PASSAGE GIVEN:

Problem with zeroing gradients

ciw · October 19, 2019, 12:21pm

Hi, I have a problem which is bothering me for a week, any suggestion would be appreciated.

The problem is, when I tried to zeroing out part of the gradients, the corresponding weights are not frozen as expected, these weights are moving in a very small order similar to a truncation error.

In my application, I need to zero out part of the gradients under specific conditions. Here’s an example code to reproduce the error.

The code is modified from the following pytorch example.

github.com

pytorch/examples/blob/master/imagenet/main.py

import argparse
import os
import random
import shutil
import time
import warnings

import torch
import torch.nn as nn
import torch.nn.parallel
import torch.backends.cudnn as cudnn
import torch.distributed as dist
import torch.optim
import torch.multiprocessing as mp
import torch.utils.data
import torch.utils.data.distributed
import torchvision.transforms as transforms
import torchvision.datasets as datasets
import torchvision.models as models

This file has been truncated. show original

The 3 ways I use to zero out gradients, the error is still there.

model.conv1.weight.grad *= 0
model.conv1.weight.grad.fill_(0)
model.conv1.weight.grad.data.zero_()

The error is small so it does not affect the performance much, but I’d like to understand how does this happen. Thanks a lot.

tom · October 19, 2019, 8:23pm

If you use momentum or weight decay (from the optimizer), you will get changing parameters even when the grad has the numerical value 0.
Optimizers do special case None gradients to mean “do nothing”, but that isn’t available for parts of a parameter, but in your example model.conv1.weight.grad = None would do the trick.

Best regards

Thomas

ciw · October 21, 2019, 8:44am

Thanks Thomas.

Now I understand what is happening.

EXERCISE SET:
[1] Reproduce the part of the forum thread on zeroing gradients that begins at the words "model.conv1.weight.grad *= 0" and stops after "do the trick.", switching "weight decay" to "L2 penalty".
[2] List each statement that the forum thread on zeroing gradients gives as a way the original poster tried to zero out the gradients.
The data after this point is separate material, unrelated to the forum thread on zeroing gradients.

STORED RECORDS:
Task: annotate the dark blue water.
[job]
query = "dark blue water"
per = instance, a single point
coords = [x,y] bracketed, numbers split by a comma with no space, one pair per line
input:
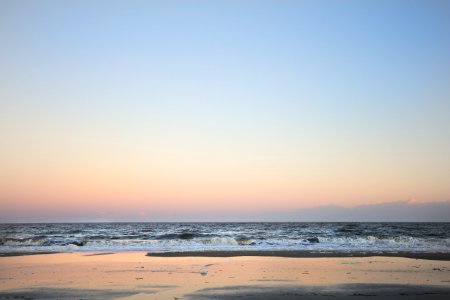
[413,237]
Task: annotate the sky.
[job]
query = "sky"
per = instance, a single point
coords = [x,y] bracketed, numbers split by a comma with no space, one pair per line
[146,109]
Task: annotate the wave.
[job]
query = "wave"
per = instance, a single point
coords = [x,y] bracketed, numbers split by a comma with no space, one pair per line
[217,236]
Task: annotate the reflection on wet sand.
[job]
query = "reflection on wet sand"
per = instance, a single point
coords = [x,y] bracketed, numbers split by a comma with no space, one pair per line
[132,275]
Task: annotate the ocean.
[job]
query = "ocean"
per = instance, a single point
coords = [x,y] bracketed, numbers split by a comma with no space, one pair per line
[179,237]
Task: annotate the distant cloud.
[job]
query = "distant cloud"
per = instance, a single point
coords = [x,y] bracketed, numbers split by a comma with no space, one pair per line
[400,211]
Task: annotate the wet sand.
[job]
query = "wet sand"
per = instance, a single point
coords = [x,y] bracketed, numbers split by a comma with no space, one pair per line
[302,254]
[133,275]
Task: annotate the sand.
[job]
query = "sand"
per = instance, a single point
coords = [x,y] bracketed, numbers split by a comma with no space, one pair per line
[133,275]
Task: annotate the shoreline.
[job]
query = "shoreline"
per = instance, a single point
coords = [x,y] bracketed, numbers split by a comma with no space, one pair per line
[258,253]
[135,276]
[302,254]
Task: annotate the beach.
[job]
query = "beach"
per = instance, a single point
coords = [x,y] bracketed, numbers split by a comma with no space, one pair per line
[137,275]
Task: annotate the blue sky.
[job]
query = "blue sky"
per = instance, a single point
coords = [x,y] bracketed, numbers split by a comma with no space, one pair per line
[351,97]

---

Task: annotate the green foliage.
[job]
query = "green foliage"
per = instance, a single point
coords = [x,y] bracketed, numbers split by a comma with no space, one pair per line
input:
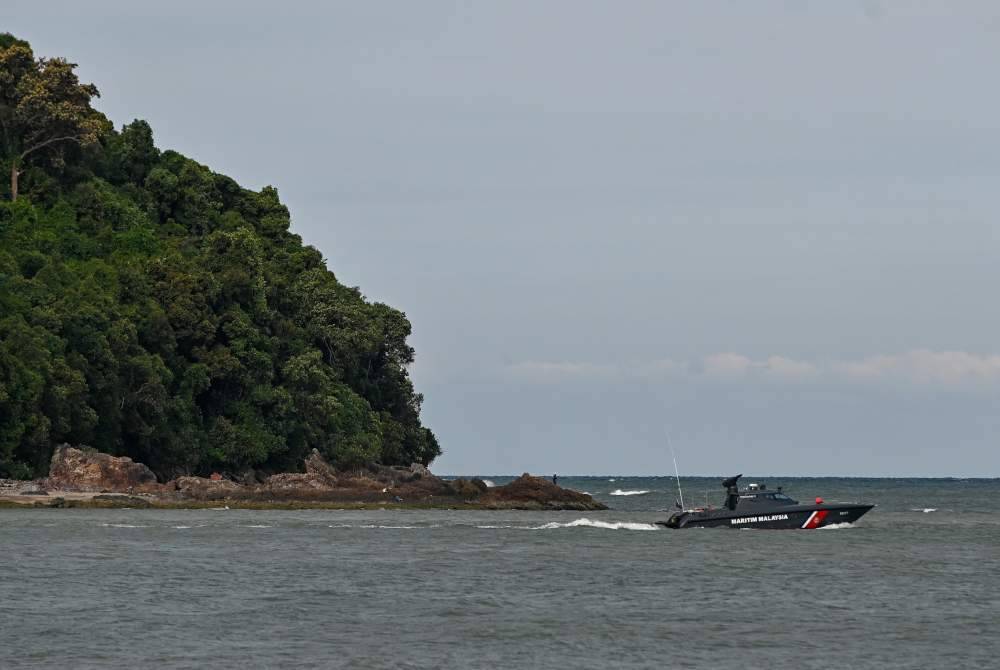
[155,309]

TASK RESULTS:
[1]
model.conv1.weight.grad *= 0
model.conv1.weight.grad.fill_(0)
model.conv1.weight.grad.data.zero_()

The error is small so it does not affect the performance much, but I’d like to understand how does this happen. Thanks a lot.

tom · October 19, 2019, 8:23pm

If you use momentum or L2 penalty (from the optimizer), you will get changing parameters even when the grad has the numerical value 0.
Optimizers do special case None gradients to mean “do nothing”, but that isn’t available for parts of a parameter, but in your example model.conv1.weight.grad = None would do the trick.

[2]
- model.conv1.weight.grad *= 0
- model.conv1.weight.grad.fill_(0)
- model.conv1.weight.grad.data.zero_()